--- start Supplied data ---

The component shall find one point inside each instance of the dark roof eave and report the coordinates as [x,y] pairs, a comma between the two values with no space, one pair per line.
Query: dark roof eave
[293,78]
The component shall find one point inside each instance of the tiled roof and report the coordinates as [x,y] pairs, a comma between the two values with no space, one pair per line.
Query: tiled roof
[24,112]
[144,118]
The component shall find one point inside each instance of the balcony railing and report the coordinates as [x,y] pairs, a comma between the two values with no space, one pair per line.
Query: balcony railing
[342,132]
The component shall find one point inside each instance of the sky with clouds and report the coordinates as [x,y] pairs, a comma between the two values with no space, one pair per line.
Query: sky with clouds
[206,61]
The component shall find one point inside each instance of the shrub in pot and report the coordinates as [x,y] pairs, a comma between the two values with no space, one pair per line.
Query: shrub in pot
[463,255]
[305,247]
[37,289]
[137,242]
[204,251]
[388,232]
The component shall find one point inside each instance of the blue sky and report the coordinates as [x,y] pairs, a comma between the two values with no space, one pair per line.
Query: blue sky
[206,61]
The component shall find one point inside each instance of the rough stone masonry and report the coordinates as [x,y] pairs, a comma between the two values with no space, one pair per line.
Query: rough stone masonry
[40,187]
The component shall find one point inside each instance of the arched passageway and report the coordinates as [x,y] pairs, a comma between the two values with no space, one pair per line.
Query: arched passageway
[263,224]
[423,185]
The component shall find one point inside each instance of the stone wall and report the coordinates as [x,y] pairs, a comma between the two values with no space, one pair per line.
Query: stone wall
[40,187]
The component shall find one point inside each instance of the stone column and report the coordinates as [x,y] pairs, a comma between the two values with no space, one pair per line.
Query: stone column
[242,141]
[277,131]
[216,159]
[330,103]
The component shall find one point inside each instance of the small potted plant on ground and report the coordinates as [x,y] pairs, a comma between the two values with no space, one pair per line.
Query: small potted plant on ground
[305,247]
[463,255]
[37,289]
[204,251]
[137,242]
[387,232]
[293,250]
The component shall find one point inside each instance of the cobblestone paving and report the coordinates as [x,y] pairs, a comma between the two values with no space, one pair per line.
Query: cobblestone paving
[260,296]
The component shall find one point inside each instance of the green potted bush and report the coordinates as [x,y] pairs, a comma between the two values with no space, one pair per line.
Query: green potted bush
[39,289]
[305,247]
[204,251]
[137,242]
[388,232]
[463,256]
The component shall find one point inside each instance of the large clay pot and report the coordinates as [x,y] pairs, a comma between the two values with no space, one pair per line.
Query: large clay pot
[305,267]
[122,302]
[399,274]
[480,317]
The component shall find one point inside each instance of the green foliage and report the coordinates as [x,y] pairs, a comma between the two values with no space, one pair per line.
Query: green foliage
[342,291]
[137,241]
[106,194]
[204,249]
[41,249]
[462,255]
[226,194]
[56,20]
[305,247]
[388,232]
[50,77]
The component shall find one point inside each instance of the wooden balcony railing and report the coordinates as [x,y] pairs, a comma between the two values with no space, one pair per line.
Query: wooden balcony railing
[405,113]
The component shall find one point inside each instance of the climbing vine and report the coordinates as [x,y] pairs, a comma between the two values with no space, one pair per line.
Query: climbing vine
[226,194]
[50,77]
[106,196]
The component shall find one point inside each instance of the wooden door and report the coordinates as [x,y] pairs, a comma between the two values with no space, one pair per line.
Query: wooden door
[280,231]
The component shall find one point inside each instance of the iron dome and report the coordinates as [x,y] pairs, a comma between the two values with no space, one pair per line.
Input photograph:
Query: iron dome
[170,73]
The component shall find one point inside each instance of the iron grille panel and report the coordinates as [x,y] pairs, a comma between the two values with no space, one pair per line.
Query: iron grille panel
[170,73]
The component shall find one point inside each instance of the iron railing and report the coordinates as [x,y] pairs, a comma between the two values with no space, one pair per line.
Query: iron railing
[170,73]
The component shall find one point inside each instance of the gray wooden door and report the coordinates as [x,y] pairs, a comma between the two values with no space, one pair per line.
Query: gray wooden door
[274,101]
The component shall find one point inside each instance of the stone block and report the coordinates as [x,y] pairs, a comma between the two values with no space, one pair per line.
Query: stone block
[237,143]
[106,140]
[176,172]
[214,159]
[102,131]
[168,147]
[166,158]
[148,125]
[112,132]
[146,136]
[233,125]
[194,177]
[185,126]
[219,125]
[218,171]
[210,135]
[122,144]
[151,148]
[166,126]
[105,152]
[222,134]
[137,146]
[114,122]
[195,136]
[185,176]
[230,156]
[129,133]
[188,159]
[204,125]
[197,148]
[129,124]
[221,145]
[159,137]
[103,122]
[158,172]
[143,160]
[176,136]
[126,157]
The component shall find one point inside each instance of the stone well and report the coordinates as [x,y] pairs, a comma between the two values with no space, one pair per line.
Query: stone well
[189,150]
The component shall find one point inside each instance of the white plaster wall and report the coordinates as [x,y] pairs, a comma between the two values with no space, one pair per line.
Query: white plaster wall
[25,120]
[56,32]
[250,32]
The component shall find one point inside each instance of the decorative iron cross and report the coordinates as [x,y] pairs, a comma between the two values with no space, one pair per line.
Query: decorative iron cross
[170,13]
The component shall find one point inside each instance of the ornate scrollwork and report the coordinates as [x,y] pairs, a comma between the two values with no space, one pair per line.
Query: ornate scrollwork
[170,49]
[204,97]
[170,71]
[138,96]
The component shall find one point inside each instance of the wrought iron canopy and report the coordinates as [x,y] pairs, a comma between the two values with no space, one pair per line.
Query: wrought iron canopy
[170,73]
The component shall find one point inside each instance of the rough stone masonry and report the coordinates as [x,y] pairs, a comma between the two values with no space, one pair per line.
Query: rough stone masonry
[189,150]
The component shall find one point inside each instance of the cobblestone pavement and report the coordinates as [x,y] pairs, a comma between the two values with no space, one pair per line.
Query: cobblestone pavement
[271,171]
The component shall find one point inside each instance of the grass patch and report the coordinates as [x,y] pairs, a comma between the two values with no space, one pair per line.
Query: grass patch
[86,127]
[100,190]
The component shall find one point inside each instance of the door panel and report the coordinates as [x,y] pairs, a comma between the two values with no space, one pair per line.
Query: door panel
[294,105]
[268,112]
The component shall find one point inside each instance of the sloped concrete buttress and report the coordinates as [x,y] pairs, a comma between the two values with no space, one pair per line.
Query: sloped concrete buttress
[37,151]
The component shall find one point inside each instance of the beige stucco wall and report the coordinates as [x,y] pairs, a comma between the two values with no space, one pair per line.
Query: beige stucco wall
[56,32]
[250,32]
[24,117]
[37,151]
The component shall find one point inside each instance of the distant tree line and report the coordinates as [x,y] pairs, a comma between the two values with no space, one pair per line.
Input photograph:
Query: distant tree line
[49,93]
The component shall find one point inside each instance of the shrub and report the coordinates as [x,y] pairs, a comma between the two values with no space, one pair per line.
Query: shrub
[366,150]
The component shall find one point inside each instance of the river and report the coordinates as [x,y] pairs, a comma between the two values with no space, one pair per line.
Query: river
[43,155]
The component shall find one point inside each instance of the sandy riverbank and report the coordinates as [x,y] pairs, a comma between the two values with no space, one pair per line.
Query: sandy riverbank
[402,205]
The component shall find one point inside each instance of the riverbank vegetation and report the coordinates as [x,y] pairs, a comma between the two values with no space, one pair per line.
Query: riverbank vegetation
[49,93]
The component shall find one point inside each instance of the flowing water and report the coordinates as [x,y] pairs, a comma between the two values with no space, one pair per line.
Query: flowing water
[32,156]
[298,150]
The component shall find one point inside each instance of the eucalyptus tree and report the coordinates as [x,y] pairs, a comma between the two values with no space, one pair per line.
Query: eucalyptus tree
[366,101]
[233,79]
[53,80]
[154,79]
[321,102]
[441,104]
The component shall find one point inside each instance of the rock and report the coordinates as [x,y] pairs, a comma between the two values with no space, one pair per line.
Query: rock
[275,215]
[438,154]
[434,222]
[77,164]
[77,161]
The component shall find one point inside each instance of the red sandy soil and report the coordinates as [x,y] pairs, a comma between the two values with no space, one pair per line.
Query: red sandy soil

--- end Supplied data ---

**Brief**
All lines from the one that contains "of the sandy" through the end of the material are to be quoted exactly, with both ends included.

**Answer in full**
The component shall find one point inside each instance of the sandy riverbank and report the coordinates as [x,y] pairs, a comma between the two values with no space, one pair per line.
Query: sandy riverbank
[402,205]
The component shall find one point inside each instance of the riverbank vegetation and report the coordinates as [x,y] pairs, a comma between the two values with no space, one pair per line.
Query: riverbank vegetation
[49,93]
The component shall find one point inside each instance of the flowing water and report the coordinates as [x,y] pairs, a comma between the two values with no space, one pair per line.
Query: flowing water
[32,156]
[298,150]
The component shall find one point inside each instance of the eucalyptus tree and report the coordinates as [x,y] pairs, a comma between the two values with no space, one pair per line.
Query: eucalyptus tree
[366,101]
[233,79]
[53,80]
[154,79]
[321,102]
[441,104]
The component shall find one point inside each instance of the rock and report the coordinates as [x,y] pairs, a comma between the two values with no space, one pair per line.
Query: rock
[275,215]
[438,154]
[434,222]
[77,164]
[77,161]
The component shall find one point inside each instance of the red sandy soil and report the coordinates as [x,y] pairs, a comma between the two values with no space, one pair per line.
Query: red sandy soil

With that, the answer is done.